[PROVIDED TEXT]
Functional CRC assays showed that inhibitors tended to induce larger changes (indicating higher efficacies) than activators, in both Ca2+-ATPase activity and Ca2+-uptake. Also, most inhibitors induce a larger change in Ca2+-uptake than in Ca2+-ATPase, decreasing the coupling ratio. In general, the C10 and EC50 values were smaller, indicating greater potency, for inhibitors than for activators.
Effects of most activators were to reduce the CR, as they induced larger changes in the Ca2+-ATPase than in corresponding the Ca2+-uptake assay. The most notable exception is Compound 7, which activates Ca2+-transport even more than it activates Ca2+-ATPase, increasing CR. This compound will be a high priority as a lead compound for future efforts in medicinal chemistry and assays of physiological function. Ten compounds were binned into four clusters (A-D), while eight compounds were classified as singleton (E-L) (Table 1). Many compounds showed similar functional traits, suggesting that there are ligand-sensing sites in SERCA2a that recognize a range of scaffolds, or that the ligand-binding sites are close to each other, providing potentially powerful tools in the design of future compounds36,37,38. Compounds 2 (cluster A), 4 (cluster B), 7 (singleton F), 8 (singleton G), and 9 (cluster C) induced similar effects of moderate activation on VMAX in the Ca2+-ATPase assay with smaller activating effects on Ca2+-transport. Compounds in activator clusters A (Compounds 1 and 3) and B (Compound 5) along with Compound 6 from singleton E, showed similar functional effects: moderate activation of VMAX, with smaller activation of Ca2+-transport (decreased coupling) at both [Ca2+]. The compounds in clusters D (11, 12, and 13), C (10), and H-L (14–18) of inhibitors also induced similar functional effects.
There was little or no overlap in the hit compounds identified in our previous FRET HTS screen of the same (DIVERSet) library with another biosensor for tumor necrosis factor receptor 1 (TNFR122. There was 81% overlap in the fluorescent compounds detected in these two HTS screens, indicating that our FRET HTS screening methodologies independently and successfully removed the fluorescently interfering compounds21,24. In another HTS study of the DIVERSet library, using a SERCA functional (Ca2+-ATPase) assay in the primary screen, we discovered several activators, several of which showed isoform specificity for either SERCA1a or SERCA2a28. However, there was negligible overlap between hit compounds identified in that ATPase HTS study and in the current study that used FRET in the primary screen. This observation highlights the value of complementary HTS assays for the same target.

(Dataset rows)
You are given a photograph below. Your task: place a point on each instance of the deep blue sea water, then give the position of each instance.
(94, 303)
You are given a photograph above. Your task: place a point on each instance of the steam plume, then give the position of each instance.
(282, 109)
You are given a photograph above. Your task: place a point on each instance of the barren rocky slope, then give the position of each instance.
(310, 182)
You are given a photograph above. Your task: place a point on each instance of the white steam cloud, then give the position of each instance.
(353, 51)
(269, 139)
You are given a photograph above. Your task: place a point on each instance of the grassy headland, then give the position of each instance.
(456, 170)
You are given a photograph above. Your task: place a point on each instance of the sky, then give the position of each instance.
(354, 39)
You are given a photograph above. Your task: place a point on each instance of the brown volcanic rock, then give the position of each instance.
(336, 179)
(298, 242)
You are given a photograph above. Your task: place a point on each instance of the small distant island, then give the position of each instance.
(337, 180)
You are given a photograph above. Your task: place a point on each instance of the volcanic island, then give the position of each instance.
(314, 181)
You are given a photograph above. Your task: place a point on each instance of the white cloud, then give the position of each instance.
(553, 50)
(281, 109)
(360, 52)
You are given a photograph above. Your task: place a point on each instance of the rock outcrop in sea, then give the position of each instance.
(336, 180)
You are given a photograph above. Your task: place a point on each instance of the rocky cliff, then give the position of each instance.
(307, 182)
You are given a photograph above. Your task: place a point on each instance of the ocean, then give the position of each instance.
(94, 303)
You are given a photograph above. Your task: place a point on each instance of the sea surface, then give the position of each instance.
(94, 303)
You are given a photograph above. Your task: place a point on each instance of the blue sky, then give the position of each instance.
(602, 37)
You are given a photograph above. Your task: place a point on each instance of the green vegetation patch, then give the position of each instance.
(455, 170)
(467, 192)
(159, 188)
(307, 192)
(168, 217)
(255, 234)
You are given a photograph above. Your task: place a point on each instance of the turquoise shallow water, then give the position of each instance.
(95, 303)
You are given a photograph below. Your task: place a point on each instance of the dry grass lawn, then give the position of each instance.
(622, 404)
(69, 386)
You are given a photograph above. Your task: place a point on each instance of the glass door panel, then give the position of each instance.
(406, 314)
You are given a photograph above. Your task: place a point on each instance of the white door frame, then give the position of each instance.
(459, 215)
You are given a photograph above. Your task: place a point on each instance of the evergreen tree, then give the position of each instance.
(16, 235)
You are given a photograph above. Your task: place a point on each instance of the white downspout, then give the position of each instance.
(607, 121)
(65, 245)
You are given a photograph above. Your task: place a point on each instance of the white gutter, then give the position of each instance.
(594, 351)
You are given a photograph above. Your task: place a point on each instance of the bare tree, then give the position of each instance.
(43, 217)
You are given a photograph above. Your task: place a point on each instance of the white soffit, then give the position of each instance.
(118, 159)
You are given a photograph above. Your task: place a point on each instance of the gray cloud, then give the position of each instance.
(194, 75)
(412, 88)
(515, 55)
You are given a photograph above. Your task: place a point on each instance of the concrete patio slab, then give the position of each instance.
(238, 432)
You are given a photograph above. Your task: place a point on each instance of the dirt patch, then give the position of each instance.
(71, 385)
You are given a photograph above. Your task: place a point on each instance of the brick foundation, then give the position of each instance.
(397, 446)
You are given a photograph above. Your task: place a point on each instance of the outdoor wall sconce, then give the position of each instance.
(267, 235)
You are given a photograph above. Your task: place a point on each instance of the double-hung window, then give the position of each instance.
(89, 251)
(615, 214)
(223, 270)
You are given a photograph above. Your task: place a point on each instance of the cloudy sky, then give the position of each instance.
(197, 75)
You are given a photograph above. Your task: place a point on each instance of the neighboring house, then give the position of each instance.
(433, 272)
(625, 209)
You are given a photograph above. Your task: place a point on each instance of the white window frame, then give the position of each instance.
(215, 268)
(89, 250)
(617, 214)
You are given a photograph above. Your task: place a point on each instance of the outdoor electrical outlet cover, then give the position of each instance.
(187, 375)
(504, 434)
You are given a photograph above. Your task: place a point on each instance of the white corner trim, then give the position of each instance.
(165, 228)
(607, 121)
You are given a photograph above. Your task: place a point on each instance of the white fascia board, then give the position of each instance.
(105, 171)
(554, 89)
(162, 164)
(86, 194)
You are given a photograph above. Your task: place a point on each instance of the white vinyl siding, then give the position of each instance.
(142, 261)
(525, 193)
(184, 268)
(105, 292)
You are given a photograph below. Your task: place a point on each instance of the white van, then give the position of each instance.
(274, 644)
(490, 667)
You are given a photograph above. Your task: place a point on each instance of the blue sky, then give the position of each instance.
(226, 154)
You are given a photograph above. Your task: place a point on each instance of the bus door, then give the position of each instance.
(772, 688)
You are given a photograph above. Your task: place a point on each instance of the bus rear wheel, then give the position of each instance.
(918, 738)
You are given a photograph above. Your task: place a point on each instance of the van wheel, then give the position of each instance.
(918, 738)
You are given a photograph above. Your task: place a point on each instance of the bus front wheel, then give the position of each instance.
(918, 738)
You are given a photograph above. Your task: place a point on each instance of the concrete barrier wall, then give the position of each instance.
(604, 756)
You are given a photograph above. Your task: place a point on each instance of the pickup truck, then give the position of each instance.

[TASK REQUIREMENTS]
1) Answer these questions using the passage on SERCA2a compound screening:
(a) Which compound activates Ca2+-transport even more than it activates Ca2+-ATPase?
(b) How many compounds were classified as singletons?
(c) What percentage of overlap was found in the fluorescent compounds detected in the two HTS screens?
2) Retype the stretch of the passage on SERCA2a compound screening from "Functional CRC assays" through "than for activators.".
The rows are separate material from the text above.

[SOLUTIONS TO THE TASKS]
1)
(a) Compound 7
(b) Eight
(c) 81%

2)
Functional CRC assays showed that inhibitors tended to induce larger changes (indicating higher efficacies) than activators, in both Ca2+-ATPase activity and Ca2+-uptake. Also, most inhibitors induce a larger change in Ca2+-uptake than in Ca2+-ATPase, decreasing the coupling ratio. In general, the C10 and EC50 values were smaller, indicating greater potency, for inhibitors than for activators.